_Request_
Identify every line in the records below that contains the string "chin", and copy each of those lines in full.

_Stored data_

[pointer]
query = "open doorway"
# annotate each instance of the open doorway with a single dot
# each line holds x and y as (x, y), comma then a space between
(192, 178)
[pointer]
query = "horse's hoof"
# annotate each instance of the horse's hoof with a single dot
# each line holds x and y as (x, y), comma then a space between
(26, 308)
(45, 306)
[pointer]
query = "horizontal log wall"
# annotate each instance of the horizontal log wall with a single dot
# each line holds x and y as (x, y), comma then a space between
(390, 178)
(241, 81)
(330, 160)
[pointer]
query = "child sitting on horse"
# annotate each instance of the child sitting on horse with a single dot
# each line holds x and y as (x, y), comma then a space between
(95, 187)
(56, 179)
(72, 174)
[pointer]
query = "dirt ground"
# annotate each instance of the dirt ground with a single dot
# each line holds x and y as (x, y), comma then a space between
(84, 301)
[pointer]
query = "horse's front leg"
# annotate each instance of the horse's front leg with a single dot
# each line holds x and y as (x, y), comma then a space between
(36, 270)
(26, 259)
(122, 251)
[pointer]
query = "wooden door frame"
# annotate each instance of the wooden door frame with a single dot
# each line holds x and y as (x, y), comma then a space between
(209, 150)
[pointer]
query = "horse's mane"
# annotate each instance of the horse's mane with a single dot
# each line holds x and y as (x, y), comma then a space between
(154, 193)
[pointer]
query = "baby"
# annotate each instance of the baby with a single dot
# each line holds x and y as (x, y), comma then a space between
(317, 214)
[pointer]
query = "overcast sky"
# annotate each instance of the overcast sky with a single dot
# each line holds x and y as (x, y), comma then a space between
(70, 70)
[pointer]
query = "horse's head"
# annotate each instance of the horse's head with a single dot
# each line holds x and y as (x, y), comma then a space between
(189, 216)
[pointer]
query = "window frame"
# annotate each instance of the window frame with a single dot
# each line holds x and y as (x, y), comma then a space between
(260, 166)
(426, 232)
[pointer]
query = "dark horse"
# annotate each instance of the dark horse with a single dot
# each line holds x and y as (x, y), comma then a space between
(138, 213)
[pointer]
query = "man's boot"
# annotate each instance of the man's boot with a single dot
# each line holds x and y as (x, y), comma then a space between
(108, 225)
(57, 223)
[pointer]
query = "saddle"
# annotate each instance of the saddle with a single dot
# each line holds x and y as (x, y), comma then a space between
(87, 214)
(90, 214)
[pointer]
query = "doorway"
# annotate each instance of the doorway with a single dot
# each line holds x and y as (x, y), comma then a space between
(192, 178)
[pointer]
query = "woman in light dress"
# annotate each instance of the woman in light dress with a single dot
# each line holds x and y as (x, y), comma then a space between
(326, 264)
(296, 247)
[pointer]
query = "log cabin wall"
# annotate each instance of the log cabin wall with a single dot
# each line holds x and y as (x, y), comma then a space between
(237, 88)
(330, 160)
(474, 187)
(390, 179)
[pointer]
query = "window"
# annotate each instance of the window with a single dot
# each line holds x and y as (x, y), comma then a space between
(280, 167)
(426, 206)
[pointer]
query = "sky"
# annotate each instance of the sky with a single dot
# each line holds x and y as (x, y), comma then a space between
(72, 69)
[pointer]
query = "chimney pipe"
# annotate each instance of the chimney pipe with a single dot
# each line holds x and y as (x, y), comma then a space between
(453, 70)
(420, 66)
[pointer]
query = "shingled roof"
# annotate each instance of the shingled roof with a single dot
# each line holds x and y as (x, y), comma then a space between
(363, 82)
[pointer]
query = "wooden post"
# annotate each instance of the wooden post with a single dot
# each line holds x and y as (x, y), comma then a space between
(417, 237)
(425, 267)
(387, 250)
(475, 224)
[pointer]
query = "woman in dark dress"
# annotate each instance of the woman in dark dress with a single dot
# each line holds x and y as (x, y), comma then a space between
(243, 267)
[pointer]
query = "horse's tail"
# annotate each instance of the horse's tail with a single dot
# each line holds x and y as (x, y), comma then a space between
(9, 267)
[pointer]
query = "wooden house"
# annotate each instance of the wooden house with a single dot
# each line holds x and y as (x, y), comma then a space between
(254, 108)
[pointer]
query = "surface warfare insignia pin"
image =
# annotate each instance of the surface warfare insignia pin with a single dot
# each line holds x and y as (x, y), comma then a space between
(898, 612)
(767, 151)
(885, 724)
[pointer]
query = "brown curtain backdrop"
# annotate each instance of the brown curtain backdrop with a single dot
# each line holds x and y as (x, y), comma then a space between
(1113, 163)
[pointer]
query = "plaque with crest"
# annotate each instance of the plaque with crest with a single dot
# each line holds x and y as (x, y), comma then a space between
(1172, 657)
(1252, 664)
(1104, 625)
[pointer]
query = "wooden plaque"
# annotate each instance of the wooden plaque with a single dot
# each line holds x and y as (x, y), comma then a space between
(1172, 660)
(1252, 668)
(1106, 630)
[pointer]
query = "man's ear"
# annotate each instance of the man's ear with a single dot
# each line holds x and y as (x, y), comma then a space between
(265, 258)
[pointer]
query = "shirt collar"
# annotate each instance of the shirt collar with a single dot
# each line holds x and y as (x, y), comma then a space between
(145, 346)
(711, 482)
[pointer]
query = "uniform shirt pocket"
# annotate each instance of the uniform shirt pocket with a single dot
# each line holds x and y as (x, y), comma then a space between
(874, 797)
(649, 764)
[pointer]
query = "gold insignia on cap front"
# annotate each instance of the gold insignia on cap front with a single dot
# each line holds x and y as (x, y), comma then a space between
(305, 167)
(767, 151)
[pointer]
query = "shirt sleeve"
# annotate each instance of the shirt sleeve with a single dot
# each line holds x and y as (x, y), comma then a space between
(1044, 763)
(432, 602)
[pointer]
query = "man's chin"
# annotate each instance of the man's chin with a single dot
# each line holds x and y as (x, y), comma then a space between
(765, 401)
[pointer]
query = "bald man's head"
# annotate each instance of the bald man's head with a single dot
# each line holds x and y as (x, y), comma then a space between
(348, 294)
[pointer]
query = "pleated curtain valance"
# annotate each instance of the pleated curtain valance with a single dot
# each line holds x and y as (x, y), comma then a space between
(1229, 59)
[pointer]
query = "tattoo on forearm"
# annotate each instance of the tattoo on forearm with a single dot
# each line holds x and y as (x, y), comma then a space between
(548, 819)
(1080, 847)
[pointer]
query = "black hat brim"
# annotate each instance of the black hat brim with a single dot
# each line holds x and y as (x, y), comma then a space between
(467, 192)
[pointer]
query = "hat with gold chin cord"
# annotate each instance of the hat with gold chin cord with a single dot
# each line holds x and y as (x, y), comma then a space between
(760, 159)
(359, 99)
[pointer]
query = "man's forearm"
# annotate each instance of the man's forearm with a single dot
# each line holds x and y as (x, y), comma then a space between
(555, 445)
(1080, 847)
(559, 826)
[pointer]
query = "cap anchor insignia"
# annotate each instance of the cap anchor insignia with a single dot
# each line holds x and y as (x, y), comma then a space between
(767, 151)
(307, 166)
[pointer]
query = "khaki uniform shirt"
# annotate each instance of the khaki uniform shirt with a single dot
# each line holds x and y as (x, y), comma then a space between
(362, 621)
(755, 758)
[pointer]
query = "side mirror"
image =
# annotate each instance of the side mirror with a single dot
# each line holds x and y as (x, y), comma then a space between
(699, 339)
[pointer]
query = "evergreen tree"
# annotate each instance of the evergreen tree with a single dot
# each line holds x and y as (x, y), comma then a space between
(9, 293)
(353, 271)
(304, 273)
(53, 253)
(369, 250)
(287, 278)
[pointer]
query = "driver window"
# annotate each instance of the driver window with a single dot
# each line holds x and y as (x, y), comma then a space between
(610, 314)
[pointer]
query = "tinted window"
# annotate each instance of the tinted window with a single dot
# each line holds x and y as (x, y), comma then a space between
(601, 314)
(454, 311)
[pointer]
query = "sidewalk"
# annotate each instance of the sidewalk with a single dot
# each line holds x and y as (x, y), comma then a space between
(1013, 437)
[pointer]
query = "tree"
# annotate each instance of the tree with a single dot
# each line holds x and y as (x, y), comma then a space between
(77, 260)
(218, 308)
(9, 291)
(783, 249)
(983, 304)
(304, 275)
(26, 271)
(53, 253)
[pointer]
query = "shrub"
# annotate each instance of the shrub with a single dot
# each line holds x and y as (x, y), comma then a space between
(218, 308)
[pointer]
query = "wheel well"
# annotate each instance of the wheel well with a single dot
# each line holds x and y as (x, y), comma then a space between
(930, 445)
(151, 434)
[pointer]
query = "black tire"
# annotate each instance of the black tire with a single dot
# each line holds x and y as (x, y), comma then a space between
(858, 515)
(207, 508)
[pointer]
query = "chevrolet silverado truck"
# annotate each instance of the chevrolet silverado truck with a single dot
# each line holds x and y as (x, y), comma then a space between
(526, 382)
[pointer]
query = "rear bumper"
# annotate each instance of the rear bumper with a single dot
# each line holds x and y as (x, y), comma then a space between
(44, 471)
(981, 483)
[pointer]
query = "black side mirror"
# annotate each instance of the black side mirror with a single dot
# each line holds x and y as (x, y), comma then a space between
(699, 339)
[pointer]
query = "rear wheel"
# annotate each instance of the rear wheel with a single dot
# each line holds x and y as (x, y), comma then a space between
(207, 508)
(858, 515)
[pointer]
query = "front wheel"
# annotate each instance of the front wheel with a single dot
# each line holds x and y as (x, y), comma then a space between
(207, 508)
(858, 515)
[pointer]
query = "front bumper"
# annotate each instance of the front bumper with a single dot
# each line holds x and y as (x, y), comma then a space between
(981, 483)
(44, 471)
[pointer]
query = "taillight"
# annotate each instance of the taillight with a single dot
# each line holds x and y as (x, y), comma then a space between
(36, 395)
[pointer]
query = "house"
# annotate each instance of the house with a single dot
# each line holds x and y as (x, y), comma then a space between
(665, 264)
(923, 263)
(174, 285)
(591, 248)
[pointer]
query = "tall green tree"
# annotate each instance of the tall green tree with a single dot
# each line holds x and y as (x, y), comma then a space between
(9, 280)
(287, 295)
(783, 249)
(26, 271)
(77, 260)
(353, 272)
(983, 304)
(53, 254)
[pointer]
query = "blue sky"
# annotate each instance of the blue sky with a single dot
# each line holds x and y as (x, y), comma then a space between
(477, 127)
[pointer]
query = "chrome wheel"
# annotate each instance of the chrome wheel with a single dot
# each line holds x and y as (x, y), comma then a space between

_Exercise response_
query = "man's chin"
# annotate each instance of the man's chin with a single dot
query = "hat with gold chin cord"
# annotate each instance of the hat with gold chin cord with a single dot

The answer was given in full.